> _Tarefa proposta 1_:
Traduza para inglês a frase "A decisão final é sempre nossa.", que se encontra na entrevista abaixo.

--------------------

A música moçambicana não se encontra num estágio muito agradável, porque, de acordo com Stélio Mondlane, existe uma desvalorização generalizada dos valores culturais nacionais: “estamos a tornarmo-nos muito ocidentais e a deixar de tocar, por exemplo, a nossa música tradicional”. Logo, em geral, as coisas não estão bem. Além disso, na percepção do baterista, produtor e compositor, é necessário que a maioria dos músicos moçambicanos melhor a sua performance, aprofunde o conhecimento sobre música e pare de competir uns com os outros. Neste entrevista, Mondlane fala, igualmente, dos seus projectos musicais: The Stélio Mondlane’s Project e New chapter, a ser lançado ainda este ano.
Considera a música um meio viável para a transmissão de vários saberes. Que impacto pretende que a sua música tenha na vida das pessoas?
O meu grande projecto é dar a conhecer as raízes africanas através da música. Por isso, nos vários projectos que tenho, estou firme e constantemente valorizo as nossas culturas, mantendo os nossos ritmos sempre vivos. Sempre que faço uma composição, seja de jazz, pop ou afro/pop, deixo lá uma identidade moçambicana, que é para dar a entender que sou africano e, acima de tudo, moçambicano.
Como é isto de enaltecer a(s) identidade(s) de um território tão vasto como Moçambique numa música de três, quatro ou cinco minutos?
Quando entramos para o meio da música, devemos começar a distinguir o que nos faz bem e o nosso horizonte. Assim torna-se mais fácil destacarmos a nossa identidade. Temos de saber definir como queremos ser ouvidos ou interpretados.
Esta identidade de que se refere é mais pessoal ou mais colectivo?
Eu acho que é mais individual, porque é uma coisa muito minha. De tal modo que, quem me conhece, ao ouvir a música sabe que é minha ou que tem um dedo meu. Agora, claramente, nunca faço música sozinho, a dimensão colectiva também é algo a ter em consideração, porque trabalho com outros músicos.
Para si, é importante considerar as emoções do destinatário da sua música?
É sempre bom ter uma opinião dos outros. Há uma coisa que nós chamamos de listen sessions, um momento que, depois de termos a música produzida, levámo-la a ser escutada por algumas pessoas que confiamos. Aí colhemos as sensibilidades e daí tomamos a nossa própria decisão. A decisão final é sempre nossa.
Em 2012 cria The Stélio Mondlane’s Project. Quais foram os seus motivos com esta iniciativa?

--------------------

> _Tarefa proposta 2_:
Converta numa lista numerada as linhas dos registos abaixo, da linha que contém "Expected: a point inside each instance of the wooden" até à linha que contém "point(66, 487)", ambas incluídas, e deixe de fora as linhas em branco.

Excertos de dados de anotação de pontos
--------------------

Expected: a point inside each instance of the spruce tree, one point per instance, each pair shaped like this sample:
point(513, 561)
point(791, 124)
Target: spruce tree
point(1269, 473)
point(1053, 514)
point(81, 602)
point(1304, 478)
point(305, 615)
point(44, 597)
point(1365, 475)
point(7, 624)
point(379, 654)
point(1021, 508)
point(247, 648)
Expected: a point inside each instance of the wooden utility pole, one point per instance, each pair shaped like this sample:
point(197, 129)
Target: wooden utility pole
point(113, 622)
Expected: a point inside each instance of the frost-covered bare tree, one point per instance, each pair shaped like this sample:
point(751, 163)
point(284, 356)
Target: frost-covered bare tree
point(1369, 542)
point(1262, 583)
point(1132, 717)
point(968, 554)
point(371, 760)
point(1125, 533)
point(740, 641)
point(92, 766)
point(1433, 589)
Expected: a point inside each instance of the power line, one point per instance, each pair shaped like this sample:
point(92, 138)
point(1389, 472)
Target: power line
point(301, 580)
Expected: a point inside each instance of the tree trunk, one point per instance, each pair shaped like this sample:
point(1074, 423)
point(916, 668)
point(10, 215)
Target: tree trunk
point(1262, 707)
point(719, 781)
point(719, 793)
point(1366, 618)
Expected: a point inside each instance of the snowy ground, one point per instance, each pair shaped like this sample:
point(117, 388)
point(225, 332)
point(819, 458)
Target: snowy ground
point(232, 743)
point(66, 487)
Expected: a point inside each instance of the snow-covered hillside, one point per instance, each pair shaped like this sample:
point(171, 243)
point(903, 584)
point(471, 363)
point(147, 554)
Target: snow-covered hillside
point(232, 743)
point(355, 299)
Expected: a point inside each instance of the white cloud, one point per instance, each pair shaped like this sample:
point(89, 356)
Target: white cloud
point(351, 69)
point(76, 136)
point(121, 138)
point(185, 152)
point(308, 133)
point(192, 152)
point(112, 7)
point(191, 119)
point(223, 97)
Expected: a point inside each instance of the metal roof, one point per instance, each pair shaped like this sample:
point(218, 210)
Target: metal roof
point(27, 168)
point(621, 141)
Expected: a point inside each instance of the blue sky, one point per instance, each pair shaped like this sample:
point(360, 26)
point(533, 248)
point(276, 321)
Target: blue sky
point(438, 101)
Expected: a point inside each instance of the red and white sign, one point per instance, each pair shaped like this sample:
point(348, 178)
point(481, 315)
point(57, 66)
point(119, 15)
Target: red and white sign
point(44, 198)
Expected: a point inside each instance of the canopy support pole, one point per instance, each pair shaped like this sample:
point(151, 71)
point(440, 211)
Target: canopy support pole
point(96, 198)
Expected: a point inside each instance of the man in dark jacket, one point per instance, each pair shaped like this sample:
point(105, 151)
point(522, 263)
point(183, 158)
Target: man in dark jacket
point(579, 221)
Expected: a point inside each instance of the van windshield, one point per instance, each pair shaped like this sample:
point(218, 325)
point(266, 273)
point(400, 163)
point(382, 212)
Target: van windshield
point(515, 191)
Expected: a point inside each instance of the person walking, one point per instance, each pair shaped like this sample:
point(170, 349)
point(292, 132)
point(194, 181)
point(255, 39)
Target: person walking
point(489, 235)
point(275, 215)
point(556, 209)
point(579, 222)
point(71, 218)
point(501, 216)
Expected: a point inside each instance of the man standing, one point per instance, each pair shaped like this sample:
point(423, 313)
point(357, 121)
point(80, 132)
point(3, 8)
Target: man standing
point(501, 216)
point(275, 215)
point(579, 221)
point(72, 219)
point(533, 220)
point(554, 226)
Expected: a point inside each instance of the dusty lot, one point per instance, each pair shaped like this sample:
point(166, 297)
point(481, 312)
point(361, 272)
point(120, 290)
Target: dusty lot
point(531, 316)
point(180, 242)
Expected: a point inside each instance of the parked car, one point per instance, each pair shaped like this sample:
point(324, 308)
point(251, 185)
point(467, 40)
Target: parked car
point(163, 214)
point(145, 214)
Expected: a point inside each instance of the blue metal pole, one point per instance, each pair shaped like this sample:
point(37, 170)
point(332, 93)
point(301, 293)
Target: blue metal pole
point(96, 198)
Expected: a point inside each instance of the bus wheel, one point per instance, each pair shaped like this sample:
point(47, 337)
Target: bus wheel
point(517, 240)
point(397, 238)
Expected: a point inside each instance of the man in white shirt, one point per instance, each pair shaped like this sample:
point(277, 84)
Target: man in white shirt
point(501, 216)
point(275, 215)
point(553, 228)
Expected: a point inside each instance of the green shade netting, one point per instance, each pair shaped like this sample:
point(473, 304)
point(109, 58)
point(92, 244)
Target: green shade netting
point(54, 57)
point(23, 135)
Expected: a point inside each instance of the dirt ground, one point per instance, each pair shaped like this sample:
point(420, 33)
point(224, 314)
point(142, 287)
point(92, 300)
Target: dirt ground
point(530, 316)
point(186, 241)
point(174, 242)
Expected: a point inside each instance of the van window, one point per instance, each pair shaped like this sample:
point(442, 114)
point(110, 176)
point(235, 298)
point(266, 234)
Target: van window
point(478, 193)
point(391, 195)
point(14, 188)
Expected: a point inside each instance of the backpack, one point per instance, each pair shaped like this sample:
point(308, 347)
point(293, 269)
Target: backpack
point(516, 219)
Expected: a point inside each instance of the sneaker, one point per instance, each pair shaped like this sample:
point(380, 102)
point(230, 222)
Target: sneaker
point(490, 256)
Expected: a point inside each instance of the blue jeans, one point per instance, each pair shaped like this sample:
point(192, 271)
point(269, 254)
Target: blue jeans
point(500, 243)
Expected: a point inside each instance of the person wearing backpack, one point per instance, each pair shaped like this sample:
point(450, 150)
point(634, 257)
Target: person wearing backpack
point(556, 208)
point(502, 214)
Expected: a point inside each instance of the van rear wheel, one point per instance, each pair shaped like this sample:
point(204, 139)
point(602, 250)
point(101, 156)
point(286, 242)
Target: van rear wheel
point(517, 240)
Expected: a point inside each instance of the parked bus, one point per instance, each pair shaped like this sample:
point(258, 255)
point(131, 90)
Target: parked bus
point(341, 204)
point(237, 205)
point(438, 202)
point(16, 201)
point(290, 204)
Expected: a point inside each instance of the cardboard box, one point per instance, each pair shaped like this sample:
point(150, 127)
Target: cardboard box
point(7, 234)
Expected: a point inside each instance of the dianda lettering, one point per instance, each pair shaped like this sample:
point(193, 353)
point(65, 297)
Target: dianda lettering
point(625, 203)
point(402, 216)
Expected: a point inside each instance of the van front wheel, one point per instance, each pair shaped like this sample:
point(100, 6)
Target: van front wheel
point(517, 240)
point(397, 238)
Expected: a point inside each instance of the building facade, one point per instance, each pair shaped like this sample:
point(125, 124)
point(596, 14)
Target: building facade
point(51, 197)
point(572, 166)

--------------------

> _Resolução da tarefa 1_:
The final decision is always ours.

> _Resolução da tarefa 2_:
1. Expected: a point inside each instance of the wooden utility pole, one point per instance, each pair shaped like this sample:
2. point(197, 129)
3. Target: wooden utility pole
4. point(113, 622)
5. Expected: a point inside each instance of the frost-covered bare tree, one point per instance, each pair shaped like this sample:
6. point(751, 163)
7. point(284, 356)
8. Target: frost-covered bare tree
9. point(1369, 542)
10. point(1262, 583)
11. point(1132, 717)
12. point(968, 554)
13. point(371, 760)
14. point(1125, 533)
15. point(740, 641)
16. point(92, 766)
17. point(1433, 589)
18. Expected: a point inside each instance of the power line, one point per instance, each pair shaped like this sample:
19. point(92, 138)
20. point(1389, 472)
21. Target: power line
22. point(301, 580)
23. Expected: a point inside each instance of the tree trunk, one point per instance, each pair shaped like this sample:
24. point(1074, 423)
25. point(916, 668)
26. point(10, 215)
27. Target: tree trunk
28. point(1262, 707)
29. point(719, 781)
30. point(719, 793)
31. point(1366, 618)
32. Expected: a point inside each instance of the snowy ground, one point per instance, each pair shaped like this sample:
33. point(117, 388)
34. point(225, 332)
35. point(819, 458)
36. Target: snowy ground
37. point(232, 743)
38. point(66, 487)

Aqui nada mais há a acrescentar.